• _What is required_
Take the lines from the beginning of the data below through the line holding "Note. One marker is placed on each instance of the logo" and return exactly those.

==== Dataset excerpts

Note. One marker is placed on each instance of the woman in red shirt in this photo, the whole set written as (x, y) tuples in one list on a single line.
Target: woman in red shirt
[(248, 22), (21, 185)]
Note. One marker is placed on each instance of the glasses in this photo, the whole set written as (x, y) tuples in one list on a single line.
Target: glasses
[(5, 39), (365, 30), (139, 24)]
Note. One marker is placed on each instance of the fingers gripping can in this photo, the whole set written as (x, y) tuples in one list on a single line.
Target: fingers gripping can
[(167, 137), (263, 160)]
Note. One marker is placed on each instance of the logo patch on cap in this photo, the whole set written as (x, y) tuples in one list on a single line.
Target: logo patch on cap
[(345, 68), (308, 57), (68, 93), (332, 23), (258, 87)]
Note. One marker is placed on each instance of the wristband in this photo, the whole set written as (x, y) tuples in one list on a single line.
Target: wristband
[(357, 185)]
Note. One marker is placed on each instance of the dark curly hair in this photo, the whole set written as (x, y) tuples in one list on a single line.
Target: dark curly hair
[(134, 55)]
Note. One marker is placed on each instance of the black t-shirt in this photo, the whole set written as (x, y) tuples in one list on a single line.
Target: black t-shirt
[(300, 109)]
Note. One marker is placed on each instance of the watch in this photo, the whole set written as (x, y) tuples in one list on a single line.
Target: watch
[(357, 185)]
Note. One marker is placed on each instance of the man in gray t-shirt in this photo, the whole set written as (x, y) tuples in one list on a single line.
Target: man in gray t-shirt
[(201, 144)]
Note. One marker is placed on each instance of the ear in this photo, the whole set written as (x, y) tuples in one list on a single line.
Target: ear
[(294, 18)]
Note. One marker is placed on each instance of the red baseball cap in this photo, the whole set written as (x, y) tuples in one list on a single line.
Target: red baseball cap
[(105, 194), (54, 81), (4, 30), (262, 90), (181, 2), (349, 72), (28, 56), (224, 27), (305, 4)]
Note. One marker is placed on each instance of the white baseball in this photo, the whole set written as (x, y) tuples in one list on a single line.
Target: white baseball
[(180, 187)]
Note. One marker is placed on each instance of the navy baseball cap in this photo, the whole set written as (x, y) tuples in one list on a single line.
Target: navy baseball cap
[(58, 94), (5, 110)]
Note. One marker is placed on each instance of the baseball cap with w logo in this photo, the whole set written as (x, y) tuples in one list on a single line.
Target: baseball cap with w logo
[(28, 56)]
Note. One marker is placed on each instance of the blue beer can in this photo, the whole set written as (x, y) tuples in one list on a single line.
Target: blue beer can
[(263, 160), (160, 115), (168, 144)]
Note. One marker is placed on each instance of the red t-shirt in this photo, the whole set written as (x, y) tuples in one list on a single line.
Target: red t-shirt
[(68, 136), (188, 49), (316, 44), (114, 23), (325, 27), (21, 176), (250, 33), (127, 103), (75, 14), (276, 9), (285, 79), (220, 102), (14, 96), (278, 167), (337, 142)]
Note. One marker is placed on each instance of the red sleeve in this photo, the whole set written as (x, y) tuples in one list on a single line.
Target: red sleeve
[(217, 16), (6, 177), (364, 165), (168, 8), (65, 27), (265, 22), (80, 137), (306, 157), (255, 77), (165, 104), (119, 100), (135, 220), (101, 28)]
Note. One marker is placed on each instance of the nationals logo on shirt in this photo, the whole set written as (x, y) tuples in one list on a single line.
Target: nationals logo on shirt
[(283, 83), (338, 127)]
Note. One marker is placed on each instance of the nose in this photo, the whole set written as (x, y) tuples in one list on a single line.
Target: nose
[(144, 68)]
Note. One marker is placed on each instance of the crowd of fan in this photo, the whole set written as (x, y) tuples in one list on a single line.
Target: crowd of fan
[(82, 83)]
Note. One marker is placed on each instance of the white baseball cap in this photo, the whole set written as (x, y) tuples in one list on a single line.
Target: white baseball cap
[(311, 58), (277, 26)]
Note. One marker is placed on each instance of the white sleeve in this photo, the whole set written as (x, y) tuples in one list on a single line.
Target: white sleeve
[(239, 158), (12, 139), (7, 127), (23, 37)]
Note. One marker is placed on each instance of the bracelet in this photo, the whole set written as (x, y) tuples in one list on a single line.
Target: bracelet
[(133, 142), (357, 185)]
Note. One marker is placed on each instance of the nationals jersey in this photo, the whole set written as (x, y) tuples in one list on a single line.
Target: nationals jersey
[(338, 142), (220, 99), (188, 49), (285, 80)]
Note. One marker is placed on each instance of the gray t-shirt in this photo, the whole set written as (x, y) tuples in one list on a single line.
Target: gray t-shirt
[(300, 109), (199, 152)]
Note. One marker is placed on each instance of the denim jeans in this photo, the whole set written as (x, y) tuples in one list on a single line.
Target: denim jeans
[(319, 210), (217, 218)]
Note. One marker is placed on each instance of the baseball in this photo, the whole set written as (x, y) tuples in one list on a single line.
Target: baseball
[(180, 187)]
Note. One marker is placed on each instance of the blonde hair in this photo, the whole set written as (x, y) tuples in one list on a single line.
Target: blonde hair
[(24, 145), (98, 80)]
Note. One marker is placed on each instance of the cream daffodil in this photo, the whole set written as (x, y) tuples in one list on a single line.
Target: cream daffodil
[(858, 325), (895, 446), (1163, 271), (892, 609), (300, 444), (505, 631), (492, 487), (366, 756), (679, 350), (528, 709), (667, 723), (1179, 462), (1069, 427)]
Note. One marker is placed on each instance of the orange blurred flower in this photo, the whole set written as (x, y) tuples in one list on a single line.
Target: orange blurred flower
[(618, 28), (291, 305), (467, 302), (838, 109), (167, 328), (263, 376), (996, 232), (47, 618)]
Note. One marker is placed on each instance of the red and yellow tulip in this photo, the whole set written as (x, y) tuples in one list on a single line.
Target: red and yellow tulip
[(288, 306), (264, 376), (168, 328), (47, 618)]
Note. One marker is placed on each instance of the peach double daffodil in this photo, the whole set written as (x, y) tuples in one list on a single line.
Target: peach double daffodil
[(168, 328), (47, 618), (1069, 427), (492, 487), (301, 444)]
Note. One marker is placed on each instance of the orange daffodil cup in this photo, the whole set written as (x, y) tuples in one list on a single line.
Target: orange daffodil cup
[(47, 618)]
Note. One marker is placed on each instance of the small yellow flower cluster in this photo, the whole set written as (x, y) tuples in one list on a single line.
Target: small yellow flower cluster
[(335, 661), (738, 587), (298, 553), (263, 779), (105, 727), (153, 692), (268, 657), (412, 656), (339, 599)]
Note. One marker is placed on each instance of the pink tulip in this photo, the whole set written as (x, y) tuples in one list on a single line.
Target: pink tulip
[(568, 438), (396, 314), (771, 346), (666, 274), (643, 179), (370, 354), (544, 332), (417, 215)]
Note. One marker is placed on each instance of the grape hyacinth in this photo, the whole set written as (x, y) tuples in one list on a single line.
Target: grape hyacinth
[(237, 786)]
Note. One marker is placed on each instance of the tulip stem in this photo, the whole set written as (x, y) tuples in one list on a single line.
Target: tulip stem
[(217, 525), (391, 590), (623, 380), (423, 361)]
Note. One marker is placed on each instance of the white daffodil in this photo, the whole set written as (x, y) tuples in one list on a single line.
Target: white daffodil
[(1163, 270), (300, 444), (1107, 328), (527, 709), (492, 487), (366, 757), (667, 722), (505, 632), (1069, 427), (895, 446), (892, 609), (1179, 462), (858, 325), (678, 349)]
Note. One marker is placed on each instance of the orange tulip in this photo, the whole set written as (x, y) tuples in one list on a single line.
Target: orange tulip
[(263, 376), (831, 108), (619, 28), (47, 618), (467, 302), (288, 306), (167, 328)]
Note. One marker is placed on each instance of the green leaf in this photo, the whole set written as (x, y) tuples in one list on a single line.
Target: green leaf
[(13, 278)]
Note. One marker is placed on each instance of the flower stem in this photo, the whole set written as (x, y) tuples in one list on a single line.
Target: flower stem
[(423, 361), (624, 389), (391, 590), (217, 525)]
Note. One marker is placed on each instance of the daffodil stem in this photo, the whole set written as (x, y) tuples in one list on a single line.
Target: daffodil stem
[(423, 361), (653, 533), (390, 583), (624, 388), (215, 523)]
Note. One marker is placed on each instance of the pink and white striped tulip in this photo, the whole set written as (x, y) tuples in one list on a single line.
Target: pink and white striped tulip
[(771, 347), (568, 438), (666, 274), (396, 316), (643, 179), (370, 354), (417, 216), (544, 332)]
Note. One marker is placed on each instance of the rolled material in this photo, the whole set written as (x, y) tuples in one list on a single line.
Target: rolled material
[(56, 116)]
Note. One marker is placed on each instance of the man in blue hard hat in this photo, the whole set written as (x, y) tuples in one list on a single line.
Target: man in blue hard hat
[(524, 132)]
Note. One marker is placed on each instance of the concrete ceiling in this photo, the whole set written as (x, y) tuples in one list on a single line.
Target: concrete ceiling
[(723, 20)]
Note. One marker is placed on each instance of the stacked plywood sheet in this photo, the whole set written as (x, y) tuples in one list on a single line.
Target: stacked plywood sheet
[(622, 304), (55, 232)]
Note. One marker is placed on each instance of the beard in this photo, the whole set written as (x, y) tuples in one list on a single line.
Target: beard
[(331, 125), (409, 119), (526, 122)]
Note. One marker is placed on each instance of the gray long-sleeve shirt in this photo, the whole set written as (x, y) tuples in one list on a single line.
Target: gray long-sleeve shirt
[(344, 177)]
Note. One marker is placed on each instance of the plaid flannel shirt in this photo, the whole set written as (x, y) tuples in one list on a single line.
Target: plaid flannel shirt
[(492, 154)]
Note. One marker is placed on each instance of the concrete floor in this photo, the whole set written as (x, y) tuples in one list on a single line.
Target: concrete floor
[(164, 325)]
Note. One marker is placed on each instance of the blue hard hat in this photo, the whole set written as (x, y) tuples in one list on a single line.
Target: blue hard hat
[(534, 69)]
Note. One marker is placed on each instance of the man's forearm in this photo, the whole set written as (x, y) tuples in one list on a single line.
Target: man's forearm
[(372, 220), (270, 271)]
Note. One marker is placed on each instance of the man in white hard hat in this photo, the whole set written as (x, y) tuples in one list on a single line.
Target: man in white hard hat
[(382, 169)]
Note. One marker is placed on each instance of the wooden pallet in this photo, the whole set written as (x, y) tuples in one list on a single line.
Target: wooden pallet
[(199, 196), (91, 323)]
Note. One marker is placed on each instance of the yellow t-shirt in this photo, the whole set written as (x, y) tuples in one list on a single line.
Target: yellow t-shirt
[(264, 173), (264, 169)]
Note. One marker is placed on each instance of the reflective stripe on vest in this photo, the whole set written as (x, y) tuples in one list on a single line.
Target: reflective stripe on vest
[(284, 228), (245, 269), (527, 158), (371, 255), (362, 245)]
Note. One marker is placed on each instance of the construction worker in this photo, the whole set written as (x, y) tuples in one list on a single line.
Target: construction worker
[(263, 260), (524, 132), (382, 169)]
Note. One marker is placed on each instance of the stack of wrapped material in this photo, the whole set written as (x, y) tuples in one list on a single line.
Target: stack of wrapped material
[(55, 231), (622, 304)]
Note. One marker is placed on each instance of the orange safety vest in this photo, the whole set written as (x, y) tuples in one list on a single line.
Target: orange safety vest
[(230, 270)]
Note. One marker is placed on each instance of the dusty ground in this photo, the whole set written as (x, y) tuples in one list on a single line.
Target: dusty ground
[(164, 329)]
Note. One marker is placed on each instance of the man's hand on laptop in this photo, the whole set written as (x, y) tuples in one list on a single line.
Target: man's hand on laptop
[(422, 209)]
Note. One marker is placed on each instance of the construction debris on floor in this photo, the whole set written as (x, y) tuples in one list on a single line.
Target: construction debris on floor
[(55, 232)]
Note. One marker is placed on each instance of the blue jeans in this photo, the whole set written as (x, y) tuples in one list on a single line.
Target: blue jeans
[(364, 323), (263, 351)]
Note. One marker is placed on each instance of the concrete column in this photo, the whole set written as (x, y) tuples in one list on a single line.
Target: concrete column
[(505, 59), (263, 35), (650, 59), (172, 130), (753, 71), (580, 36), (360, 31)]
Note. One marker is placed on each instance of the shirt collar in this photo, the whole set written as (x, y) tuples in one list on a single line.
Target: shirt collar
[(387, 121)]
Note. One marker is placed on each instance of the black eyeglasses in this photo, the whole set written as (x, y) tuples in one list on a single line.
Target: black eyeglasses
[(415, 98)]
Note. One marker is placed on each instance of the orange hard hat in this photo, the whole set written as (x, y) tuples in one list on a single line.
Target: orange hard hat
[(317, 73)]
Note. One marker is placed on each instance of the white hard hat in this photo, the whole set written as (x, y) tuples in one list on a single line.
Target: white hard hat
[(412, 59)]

========

• _Result for this exercise_
Note. One marker is placed on each instance of the woman in red shirt in this photo, the whole set written as (x, y) tuples in one list on a single line.
Target: woman in red shirt
[(248, 22), (21, 185)]
Note. One marker is placed on each instance of the glasses in this photo, the whole set written as (x, y) tuples in one list on a single line.
Target: glasses
[(5, 39), (365, 30), (139, 24)]
Note. One marker is placed on each instance of the fingers gripping can in this photo, the whole set written as (x, y) tuples in one list on a single line.
Target: fingers gripping can
[(167, 137), (263, 160)]
Note. One marker is placed on each instance of the logo patch on cap in this photo, the whole set written as (x, y) tuples in one list on a single line.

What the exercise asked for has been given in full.